### DOCUMENT EXCERPT
........

Our valued sponsor

How to Avoid CRS - 3 Options as of 2019

@KJK

Bank's report is just a supplement to your self-certification - not more important, but not less either. If you say Country A, but the bank sees a sufficient link to Country B, they will just add a second report destination in benefit of Country B without consulting this matter with you.

Occasional wire payments are not a risk that could introduce a second CRS residency in the eyes of a bank- they a matter of AML compliance.
 
  • Like
Reactions: Osleak and KJK
...Further to KJK's question. (High-risk CRS indica)

Second report destination could be added by the bank if any of the following apply:

1. Phone number in Country B
2. Standing order payment(s) to Country B
3. Frequent payments (very vague term) to Country B

Taking that into account, for day-to-day spending, consider some risk mitigation steps. This is a cheap and efficient option for as long as pooled accounts are out of scope:

1. Stealth account in Country A (non-resident) sends an occasional Wire/SEPA payment to a pooled prepaid debit card account in Country B (non-resident).
2. Using that prepaid debit card account issued by a bank in Country B, spend money in Country C where you are a tax resident

If you think it's good enough to play by existing rules, stop here. If you want more safety, and be a step ahead even for the possible upcoming CRS tightening, add 3 more prepaid card proxy accounts from different providers. If you take that option, you do not need pooled proxy accounts - all proxy accounts can be in your name.

........

### Box-labeled dataset extracts

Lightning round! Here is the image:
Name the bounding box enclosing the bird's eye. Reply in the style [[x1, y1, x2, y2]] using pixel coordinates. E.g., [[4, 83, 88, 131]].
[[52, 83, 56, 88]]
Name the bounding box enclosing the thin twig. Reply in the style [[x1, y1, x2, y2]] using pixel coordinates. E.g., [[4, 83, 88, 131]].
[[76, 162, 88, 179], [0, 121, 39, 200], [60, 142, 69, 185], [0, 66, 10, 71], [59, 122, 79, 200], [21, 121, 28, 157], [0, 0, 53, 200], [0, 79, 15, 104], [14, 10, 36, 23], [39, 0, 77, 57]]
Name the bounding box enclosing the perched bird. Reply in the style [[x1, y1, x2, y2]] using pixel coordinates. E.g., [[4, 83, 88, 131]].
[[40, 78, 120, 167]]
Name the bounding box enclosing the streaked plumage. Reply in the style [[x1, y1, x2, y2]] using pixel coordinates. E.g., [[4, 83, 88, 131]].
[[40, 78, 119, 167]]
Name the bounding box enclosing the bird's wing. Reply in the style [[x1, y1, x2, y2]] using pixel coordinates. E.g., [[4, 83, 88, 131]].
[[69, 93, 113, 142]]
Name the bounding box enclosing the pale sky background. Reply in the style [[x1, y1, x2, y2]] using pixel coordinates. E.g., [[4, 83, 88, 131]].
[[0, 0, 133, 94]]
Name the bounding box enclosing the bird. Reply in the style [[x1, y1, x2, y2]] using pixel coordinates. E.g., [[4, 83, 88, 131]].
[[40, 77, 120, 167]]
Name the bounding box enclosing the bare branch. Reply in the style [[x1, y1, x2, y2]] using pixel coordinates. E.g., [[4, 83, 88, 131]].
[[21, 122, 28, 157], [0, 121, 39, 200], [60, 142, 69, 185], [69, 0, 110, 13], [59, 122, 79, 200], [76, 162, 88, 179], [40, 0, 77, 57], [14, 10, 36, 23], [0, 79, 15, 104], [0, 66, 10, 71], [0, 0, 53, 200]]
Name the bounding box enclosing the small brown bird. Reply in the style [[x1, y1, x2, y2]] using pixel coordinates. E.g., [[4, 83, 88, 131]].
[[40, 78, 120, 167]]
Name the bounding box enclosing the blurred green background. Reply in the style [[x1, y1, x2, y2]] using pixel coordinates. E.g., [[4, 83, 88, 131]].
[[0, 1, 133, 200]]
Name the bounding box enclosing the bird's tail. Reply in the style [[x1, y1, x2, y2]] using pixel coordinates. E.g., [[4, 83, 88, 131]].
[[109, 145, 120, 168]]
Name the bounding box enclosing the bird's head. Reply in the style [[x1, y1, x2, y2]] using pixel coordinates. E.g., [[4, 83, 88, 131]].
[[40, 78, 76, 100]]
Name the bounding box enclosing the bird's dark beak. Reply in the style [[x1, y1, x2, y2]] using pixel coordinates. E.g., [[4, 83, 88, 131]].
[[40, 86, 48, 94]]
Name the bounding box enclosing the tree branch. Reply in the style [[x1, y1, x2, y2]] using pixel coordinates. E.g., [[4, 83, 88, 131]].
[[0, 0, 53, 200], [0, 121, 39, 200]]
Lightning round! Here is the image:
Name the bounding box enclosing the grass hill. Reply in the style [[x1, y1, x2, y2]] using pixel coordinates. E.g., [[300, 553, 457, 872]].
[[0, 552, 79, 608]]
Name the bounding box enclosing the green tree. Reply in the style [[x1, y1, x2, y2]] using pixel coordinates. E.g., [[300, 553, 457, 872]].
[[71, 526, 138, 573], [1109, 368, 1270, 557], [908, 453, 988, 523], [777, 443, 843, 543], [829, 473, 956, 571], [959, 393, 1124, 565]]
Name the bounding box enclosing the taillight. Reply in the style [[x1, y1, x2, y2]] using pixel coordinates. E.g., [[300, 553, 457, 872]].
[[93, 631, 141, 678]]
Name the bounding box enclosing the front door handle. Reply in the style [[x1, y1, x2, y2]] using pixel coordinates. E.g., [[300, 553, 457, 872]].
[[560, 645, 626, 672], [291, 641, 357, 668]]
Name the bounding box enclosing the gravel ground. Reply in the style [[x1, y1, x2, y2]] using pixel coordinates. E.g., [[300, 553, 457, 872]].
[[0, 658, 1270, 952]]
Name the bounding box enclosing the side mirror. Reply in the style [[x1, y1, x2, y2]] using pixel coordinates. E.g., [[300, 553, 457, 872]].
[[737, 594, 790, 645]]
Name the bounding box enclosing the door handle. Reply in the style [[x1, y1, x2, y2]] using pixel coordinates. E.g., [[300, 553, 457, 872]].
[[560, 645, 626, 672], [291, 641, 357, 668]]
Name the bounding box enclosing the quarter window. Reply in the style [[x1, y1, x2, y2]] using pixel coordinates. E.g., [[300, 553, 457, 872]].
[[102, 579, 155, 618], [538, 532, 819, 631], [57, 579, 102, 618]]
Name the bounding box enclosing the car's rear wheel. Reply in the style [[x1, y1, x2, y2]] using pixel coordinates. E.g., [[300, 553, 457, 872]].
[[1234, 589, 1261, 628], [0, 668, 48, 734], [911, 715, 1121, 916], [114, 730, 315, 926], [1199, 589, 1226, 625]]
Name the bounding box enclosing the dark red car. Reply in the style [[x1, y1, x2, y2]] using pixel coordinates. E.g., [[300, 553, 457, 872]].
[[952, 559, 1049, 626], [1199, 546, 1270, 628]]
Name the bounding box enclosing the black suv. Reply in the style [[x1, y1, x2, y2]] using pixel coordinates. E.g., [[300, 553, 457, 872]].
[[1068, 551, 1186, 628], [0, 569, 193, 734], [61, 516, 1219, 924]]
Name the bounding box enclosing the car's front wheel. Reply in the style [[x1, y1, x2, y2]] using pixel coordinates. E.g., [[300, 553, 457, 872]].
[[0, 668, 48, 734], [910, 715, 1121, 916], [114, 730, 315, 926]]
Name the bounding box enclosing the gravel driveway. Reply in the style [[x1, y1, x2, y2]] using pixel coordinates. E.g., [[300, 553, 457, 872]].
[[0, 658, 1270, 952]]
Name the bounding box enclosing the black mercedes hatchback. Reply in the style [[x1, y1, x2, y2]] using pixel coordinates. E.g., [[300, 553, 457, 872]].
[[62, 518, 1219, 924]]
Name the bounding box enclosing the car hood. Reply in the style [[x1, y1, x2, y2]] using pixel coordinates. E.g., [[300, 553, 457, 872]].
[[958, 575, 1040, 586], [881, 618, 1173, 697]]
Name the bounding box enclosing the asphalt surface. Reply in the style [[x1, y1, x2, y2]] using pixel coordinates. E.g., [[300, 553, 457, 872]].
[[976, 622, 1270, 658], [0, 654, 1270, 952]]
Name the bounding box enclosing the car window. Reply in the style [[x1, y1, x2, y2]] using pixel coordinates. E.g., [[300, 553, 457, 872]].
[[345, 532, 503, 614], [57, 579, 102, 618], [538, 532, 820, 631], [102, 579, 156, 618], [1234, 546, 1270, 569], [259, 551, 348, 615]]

........

### EXERCISE INSTRUCTIONS
[1] According to the CRS forum post, what are occasional wire payments a matter of?
[2] Quote the stretch of the CRS forum post from "If you think" through "in your name.".
The listing is separate material with no connection to the CRS forum post.

### SOLUTIONS TO THE TASKS
[1] AML compliance.

[2]
If you think it's good enough to play by existing rules, stop here. If you want more safety, and be a step ahead even for the possible upcoming CRS tightening, add 3 more prepaid card proxy accounts from different providers. If you take that option, you do not need pooled proxy accounts - all proxy accounts can be in your name.